**EXERCISE INSTRUCTIONS:** In the records below, locate the line containing "Would you kindly locate the black", then extract it and all following lines exactly, ending with the last line.

**DATA TO PROCESS:**
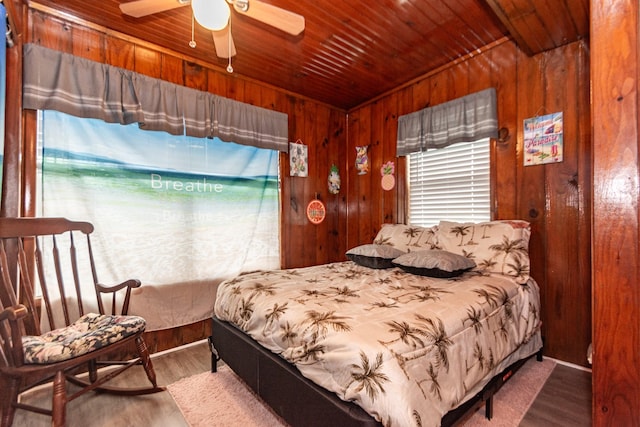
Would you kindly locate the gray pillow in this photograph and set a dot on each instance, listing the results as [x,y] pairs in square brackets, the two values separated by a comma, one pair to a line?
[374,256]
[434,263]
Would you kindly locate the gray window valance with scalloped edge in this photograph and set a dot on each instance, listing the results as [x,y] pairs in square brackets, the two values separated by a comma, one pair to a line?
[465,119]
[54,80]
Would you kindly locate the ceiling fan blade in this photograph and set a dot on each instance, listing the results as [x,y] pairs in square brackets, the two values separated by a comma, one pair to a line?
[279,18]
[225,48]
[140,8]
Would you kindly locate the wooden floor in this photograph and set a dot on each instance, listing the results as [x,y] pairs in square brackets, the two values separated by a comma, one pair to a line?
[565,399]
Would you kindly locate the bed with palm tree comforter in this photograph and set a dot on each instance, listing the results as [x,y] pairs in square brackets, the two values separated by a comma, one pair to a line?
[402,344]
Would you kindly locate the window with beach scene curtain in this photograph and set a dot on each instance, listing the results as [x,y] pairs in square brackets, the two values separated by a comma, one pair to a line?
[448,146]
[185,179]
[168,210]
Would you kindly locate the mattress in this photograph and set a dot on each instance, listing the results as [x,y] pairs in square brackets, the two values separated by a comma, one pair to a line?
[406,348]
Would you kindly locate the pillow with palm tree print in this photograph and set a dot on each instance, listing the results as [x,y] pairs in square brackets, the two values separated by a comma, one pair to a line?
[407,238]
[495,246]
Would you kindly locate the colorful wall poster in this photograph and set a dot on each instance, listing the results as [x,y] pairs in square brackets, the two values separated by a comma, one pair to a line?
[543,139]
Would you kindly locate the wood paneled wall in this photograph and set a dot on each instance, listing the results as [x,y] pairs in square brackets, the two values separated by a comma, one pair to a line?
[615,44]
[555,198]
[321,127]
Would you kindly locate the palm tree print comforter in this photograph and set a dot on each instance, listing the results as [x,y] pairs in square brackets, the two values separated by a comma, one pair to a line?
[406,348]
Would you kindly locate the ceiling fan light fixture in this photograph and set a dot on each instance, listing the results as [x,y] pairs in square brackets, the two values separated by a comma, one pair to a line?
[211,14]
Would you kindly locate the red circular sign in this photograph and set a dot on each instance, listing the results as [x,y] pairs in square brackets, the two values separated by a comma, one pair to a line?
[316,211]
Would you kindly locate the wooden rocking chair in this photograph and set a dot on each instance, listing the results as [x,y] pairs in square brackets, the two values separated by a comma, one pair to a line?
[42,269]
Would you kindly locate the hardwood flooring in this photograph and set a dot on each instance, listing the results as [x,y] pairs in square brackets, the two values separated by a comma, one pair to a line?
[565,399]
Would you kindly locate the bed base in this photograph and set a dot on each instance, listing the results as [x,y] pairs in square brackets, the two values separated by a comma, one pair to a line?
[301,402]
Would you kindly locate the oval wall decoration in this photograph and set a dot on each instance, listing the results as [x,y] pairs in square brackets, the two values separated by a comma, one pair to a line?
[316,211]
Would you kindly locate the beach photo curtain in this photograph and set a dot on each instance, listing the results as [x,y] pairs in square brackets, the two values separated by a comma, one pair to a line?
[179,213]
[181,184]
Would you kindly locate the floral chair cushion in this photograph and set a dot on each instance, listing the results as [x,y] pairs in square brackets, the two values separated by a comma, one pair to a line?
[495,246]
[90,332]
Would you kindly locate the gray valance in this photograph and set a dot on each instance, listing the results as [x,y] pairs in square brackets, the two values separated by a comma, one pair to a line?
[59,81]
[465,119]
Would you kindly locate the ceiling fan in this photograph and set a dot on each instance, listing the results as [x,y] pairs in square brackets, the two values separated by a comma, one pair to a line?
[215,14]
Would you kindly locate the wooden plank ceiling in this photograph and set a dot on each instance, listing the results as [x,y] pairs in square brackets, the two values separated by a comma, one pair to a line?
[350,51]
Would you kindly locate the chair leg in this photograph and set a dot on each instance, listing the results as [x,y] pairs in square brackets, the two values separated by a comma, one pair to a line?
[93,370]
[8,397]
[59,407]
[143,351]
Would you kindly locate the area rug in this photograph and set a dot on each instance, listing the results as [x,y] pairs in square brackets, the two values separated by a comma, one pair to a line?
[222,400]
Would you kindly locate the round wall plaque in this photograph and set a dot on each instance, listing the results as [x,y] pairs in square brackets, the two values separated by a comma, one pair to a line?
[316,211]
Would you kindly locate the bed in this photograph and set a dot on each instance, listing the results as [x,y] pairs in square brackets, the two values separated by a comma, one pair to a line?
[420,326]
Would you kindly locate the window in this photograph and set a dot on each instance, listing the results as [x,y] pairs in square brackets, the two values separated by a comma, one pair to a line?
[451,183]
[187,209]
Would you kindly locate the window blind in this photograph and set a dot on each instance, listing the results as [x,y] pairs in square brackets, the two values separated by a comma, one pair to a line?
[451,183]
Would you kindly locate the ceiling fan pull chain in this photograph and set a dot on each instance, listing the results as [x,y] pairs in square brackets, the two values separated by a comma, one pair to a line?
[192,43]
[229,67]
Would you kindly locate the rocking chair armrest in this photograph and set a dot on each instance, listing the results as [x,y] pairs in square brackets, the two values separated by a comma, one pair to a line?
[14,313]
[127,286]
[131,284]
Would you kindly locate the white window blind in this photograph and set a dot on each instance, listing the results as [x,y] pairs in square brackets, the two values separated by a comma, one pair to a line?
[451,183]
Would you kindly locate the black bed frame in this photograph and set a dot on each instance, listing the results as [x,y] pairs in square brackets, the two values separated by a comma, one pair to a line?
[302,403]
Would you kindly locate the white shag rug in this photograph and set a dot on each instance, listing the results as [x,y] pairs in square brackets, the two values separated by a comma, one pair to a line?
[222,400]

**SOLUTION TO THIS EXERCISE:**
Would you kindly locate the black bed frame in this photograph and set a dot on each instance, listing the results as [x,y] pairs in square brackets, the two values separated by a comma, one pair to a line?
[302,403]
Would you kindly locate the white shag rug in this photograph and set a dot on each instance, listing the results as [x,y] pairs in square brackets, the two values separated by a comma, one pair to a line?
[222,400]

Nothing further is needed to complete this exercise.